==== SOURCE EXTRACT ====
[webkit-dev] Frustrated at inconsiderate behavior

Jeremy Orlow jorlow at chromium.org
Wed Jul 7 09:49:43 PDT 2010


I agree with Maciej's response, but at the same time I can understand why
Adam was so frustrated.  He (and others) have pointed out stuff like this on
and off list over and over again with little apparent change...

But that's not what I'm most worried about; why this was broken in the tree
for 12 hours??  It seems like, at the very least, every single person who
committed in that time frame should have taken a look at the tree after
committing [1].  Why did not one of those people roll the patch out when it
was clear that there were failures and Alexey wasn't in the process of
fixing them?

J

[1] Yeah, in theory looking before hand and not landing while it's on fire
is better, but I'm talking about the _bare minimum_ of what should have
happened.

On Thu, Jul 8, 2010 at 12:18 AM, Adam Barth <abarth at webkit.org> wrote:

> Sorry for singling you out Alexey.  I was just frustrated last night.
>
> On Wed, Jul 7, 2010 at 8:58 AM, Alexey Proskuryakov <ap at webkit.org> wrote:
> > 07.07.2010, в 00:47, Adam Barth написал(а):
> >> If you're tired of my complaining about the tree being red, you can
> >> skip this message.
> >
> > I understand that you're frustrated, but I think that you're
> misinterpreting what happened.
> >
> >> 1) He could have run-webkit-tests before committing his change.
> >
> > I did that. I made the mistake of running a wrong subset though (forgot
> that local xmlhttprequest tests were no longer in fast/dom).
====
**AIM 1**
Answer these from the webkit-dev message:
(a) For how many hours was the tree broken, according to Jeremy Orlow?
(b) What does Adam Barth apologize for?
(c) In which directory did Alexey forget the local xmlhttprequest tests no longer were?
**AIM 2**
List every person named in the webkit-dev message, using the fullest form of each name it gives.
==== SUPPLIED INFORMATION ====
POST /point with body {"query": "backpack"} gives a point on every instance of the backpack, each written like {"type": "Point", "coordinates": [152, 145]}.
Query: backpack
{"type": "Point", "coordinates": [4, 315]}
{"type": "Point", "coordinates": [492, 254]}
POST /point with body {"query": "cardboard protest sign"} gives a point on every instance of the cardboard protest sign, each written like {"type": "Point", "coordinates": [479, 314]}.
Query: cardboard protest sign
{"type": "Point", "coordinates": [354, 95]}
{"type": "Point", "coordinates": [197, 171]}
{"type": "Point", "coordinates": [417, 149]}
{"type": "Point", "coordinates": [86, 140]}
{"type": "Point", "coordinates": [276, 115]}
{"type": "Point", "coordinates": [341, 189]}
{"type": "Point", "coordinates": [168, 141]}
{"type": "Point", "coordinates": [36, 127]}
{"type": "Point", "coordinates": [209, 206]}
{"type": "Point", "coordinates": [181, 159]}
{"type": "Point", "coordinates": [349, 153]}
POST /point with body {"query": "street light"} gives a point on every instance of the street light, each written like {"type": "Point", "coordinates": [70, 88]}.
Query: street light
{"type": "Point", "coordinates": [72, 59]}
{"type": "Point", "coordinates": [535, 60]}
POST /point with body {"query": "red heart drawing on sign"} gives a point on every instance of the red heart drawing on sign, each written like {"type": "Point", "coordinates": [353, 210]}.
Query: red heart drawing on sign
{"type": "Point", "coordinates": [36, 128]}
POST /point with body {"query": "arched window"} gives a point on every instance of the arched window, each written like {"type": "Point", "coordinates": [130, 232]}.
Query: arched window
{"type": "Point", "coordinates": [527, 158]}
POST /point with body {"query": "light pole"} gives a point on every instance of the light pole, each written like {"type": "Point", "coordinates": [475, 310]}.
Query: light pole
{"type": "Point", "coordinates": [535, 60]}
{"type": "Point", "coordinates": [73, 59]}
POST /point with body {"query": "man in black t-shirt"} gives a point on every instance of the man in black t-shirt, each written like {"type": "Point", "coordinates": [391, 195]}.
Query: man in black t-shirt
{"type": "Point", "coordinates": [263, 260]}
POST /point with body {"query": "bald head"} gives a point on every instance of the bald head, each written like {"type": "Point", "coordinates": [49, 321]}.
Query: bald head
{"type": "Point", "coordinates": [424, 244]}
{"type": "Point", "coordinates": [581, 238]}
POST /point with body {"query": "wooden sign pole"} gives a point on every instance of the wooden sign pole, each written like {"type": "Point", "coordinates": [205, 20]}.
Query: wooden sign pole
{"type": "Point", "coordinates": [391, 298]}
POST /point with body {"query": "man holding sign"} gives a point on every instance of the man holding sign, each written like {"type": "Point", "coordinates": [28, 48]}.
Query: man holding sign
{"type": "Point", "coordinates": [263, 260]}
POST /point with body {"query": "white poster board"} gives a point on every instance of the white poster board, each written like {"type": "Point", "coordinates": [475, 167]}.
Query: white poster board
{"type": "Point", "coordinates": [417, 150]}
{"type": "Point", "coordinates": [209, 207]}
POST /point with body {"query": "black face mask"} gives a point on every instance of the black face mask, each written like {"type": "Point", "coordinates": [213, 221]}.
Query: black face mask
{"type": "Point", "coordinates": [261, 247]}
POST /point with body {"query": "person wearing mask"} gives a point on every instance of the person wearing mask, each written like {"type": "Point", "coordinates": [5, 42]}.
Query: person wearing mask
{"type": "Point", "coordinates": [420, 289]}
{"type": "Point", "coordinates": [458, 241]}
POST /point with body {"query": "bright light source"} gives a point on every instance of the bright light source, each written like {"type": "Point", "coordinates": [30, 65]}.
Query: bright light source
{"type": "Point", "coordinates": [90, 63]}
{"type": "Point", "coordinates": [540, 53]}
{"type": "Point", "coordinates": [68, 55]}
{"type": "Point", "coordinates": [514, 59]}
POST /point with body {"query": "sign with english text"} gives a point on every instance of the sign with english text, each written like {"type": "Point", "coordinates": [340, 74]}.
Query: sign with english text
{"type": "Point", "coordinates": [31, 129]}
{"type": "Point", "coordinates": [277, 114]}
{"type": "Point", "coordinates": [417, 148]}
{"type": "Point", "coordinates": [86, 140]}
====
**RESULT 1**
(a) 12 hours
(b) Singling out Alexey
(c) fast/dom

**RESULT 2**
Jeremy Orlow, Maciej, Adam Barth, Alexey Proskuryakov